**Instruções e requisitos:**
Converta todas as linhas dos dados abaixo em uma tabela Markdown com as colunas "Número" e "Texto", numerando cada linha e pulando as que estiverem em branco. Deixe as imagens fora da resposta.

+ + + + + + +

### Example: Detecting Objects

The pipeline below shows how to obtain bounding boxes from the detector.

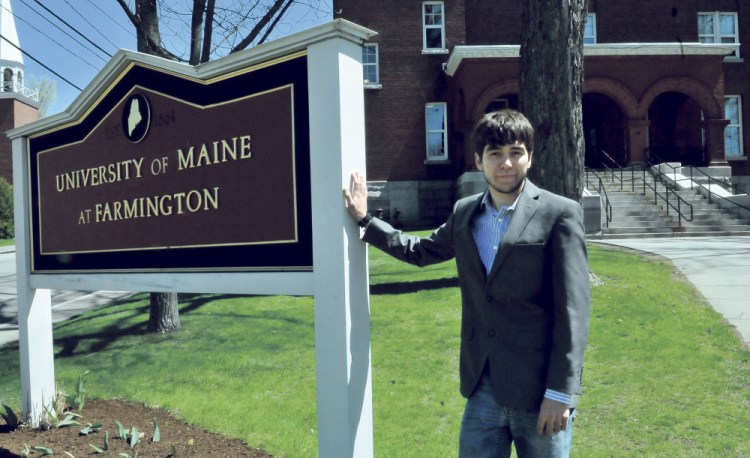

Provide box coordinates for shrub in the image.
[0,178,15,239]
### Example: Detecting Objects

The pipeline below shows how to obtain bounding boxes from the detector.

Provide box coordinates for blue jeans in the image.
[458,375,575,458]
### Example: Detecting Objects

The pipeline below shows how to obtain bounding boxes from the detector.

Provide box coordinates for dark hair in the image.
[474,109,534,156]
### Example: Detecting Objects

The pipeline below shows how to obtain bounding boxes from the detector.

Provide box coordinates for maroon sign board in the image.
[28,53,312,273]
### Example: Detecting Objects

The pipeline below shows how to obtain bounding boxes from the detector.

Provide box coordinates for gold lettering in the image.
[55,157,144,192]
[177,135,252,170]
[91,186,219,224]
[240,135,253,159]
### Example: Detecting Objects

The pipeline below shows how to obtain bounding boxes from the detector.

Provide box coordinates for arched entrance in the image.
[582,92,628,168]
[648,92,708,166]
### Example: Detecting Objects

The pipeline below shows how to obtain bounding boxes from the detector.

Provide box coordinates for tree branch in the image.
[201,0,216,63]
[117,0,185,62]
[229,0,295,54]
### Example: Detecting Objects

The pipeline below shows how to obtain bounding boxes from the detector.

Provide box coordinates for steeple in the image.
[0,0,39,101]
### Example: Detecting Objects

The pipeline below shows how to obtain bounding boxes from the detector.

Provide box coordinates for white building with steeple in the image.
[0,0,39,183]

+ + + + + + +

**Resposta ao exercício:**
| Número | Texto |
|---|---|
| 1 | ### Example: Detecting Objects |
| 2 | The pipeline below shows how to obtain bounding boxes from the detector. |
| 3 | Provide box coordinates for shrub in the image. |
| 4 | [0,178,15,239] |
| 5 | ### Example: Detecting Objects |
| 6 | The pipeline below shows how to obtain bounding boxes from the detector. |
| 7 | Provide box coordinates for blue jeans in the image. |
| 8 | [458,375,575,458] |
| 9 | ### Example: Detecting Objects |
| 10 | The pipeline below shows how to obtain bounding boxes from the detector. |
| 11 | Provide box coordinates for dark hair in the image. |
| 12 | [474,109,534,156] |
| 13 | ### Example: Detecting Objects |
| 14 | The pipeline below shows how to obtain bounding boxes from the detector. |
| 15 | Provide box coordinates for maroon sign board in the image. |
| 16 | [28,53,312,273] |
| 17 | ### Example: Detecting Objects |
| 18 | The pipeline below shows how to obtain bounding boxes from the detector. |
| 19 | Provide box coordinates for gold lettering in the image. |
| 20 | [55,157,144,192] |
| 21 | [177,135,252,170] |
| 22 | [91,186,219,224] |
| 23 | [240,135,253,159] |
| 24 | ### Example: Detecting Objects |
| 25 | The pipeline below shows how to obtain bounding boxes from the detector. |
| 26 | Provide box coordinates for arched entrance in the image. |
| 27 | [582,92,628,168] |
| 28 | [648,92,708,166] |
| 29 | ### Example: Detecting Objects |
| 30 | The pipeline below shows how to obtain bounding boxes from the detector. |
| 31 | Provide box coordinates for tree branch in the image. |
| 32 | [201,0,216,63] |
| 33 | [117,0,185,62] |
| 34 | [229,0,295,54] |
| 35 | ### Example: Detecting Objects |
| 36 | The pipeline below shows how to obtain bounding boxes from the detector. |
| 37 | Provide box coordinates for steeple in the image. |
| 38 | [0,0,39,101] |
| 39 | ### Example: Detecting Objects |
| 40 | The pipeline below shows how to obtain bounding boxes from the detector. |
| 41 | Provide box coordinates for white building with steeple in the image. |
| 42 | [0,0,39,183] |